Type
- Type: Municipal Corporation of the Ahmednagar

Leadership
- Mayor: Jyoti Amol Gade, NCP
- Municipal Commissioner: Pankaj Ashiya, (IAS)
- Deputy Mayor: Dhananjay Jadhav, BJP

Structure
- Seats: 68
- Political groups: Government (52) NCP (27); BJP (25); Opposition (16) SHS (10); INC (2); AIMIM (2); SS(UBT) (1); BSP (1);

Elections
- Last election: 2026

Website
- http://amc.gov.in

= Ahmednagar Municipal Corporation =

Local civic body in Ahmednagar, Maharashtra, India

The Ahmednagar Municipal Corporation, officially the Ahilyanagar Municipal Corporation, is the governing body of the city of Ahmednagar in the Indian state of Maharashtra. The municipal corporation consists of democratically elected members, is headed by a mayor and administers the city's infrastructure, public services and police. Members from the state's various leading political parties hold elected offices in the corporation. Ahmednagar Municipal Corporation is located in Ahmednagar and was formed in the year 2003. The current Mayor of Ahmednagar is Jyoti Gade. She is a member of the Nationalist Congress Party political party.

== Revenue sources ==
The following are the income sources for the corporation from the Central and State Government.

=== Revenue from taxes ===
These are the tax related revenue sources for the corporation:
- Property tax
- Profession tax
- Entertainment tax
- Grants from central and state government like goods and services tax
- Advertisement tax

=== Revenue from non-tax sources ===
These are the of non-tax related revenue sources for the corporation:
- Water usage charges
- Fees from documentation services
- Rent received from municipal property
- Funds from municipal bonds

== Area of jurisdiction ==
The Ahmednagar Municipal Corporation comes under B-Class Municipal Corporation as Maharashtra State Rule. A.M.C consistently governs old city i.e. main city along with newly developed suburban area. The parts of the city are:
1. AhmedNagar (head city)

= = = = = = =

*Goal of the exercise*
Can you copy the Ahmednagar Municipal Corporation text from "The Ahmednagar Municipal Corporation, officially" up to and including "and State Government.", switching every "governing body" to "administrative body"?

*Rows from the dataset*
= = = = = = =

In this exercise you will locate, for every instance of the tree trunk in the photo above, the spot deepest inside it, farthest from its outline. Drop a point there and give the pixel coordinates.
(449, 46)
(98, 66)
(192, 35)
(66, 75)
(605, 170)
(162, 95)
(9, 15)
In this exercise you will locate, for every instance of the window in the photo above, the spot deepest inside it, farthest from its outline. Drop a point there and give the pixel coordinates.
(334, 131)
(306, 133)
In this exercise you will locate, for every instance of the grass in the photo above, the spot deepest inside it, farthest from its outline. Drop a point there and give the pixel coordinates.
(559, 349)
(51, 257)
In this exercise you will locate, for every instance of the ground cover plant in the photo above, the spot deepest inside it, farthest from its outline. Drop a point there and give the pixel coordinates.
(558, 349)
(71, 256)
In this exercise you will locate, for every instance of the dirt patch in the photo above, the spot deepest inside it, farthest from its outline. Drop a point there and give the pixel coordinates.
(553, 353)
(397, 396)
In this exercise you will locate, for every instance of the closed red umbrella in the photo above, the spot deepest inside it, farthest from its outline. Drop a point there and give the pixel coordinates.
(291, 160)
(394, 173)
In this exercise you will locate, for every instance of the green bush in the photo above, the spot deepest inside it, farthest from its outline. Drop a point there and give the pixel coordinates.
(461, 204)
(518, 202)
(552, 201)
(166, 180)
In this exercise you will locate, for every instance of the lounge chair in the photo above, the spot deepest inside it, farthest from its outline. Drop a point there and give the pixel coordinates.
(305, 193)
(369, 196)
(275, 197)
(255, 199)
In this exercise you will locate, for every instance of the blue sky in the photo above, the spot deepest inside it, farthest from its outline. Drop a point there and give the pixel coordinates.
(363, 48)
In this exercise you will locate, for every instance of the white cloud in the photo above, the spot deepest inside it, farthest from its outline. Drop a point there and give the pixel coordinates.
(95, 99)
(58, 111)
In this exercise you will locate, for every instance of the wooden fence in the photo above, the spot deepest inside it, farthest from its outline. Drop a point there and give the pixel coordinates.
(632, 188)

= = = = = = =

*Answer*
The Ahmednagar Municipal Corporation, officially the Ahilyanagar Municipal Corporation, is the administrative body of the city of Ahmednagar in the Indian state of Maharashtra. The municipal corporation consists of democratically elected members, is headed by a mayor and administers the city's infrastructure, public services and police. Members from the state's various leading political parties hold elected offices in the corporation. Ahmednagar Municipal Corporation is located in Ahmednagar and was formed in the year 2003. The current Mayor of Ahmednagar is Jyoti Gade. She is a member of the Nationalist Congress Party political party.

== Revenue sources ==
The following are the income sources for the corporation from the Central and State Government.